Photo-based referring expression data
══════════════════════════════

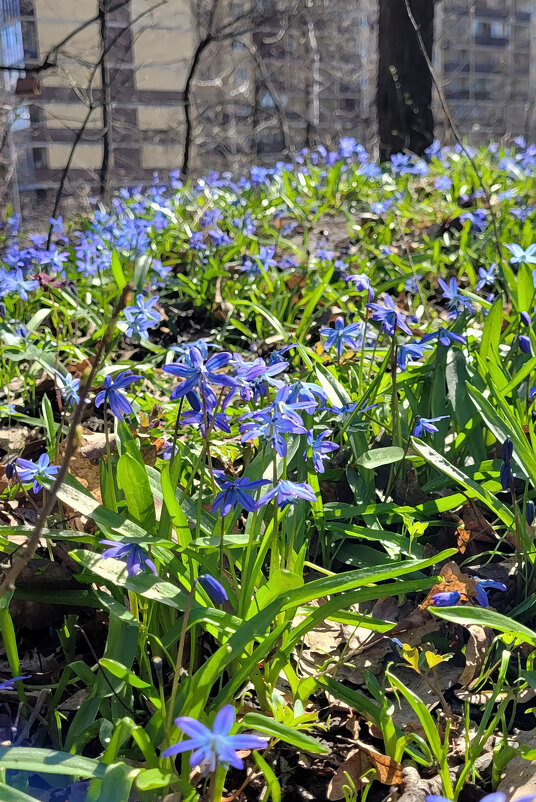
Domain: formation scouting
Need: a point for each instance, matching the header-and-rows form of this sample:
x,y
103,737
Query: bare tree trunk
x,y
107,144
201,47
404,94
313,116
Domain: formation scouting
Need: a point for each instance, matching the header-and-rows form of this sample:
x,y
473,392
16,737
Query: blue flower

══════════════════════════════

• **Action item**
Word for word, write out each line of the records, but leave the pictures behind.

• **Response area**
Domain: formation scouting
Need: a point for each instance, matching the header-and-rows form of this sample:
x,y
103,737
Query: bare tree trunk
x,y
107,144
201,47
404,94
313,116
Domain: formation scouting
Need: a point for each instance, matching the header-and-rows form of this sample:
x,y
473,392
16,737
Query: blue flower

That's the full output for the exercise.